_The problem_. Can you render every line of the records below as a JSON list of strings, one string per line, leaving out any blank lines?

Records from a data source
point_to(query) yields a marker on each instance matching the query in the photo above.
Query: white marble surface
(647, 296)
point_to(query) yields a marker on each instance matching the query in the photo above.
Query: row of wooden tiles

_Answer to the exercise_.
[
  "point_to(query) yields a marker on each instance matching the query in the photo above.",
  "Query: white marble surface",
  "(647, 296)",
  "point_to(query) yields a marker on each instance matching the query in the photo above.",
  "Query: row of wooden tiles"
]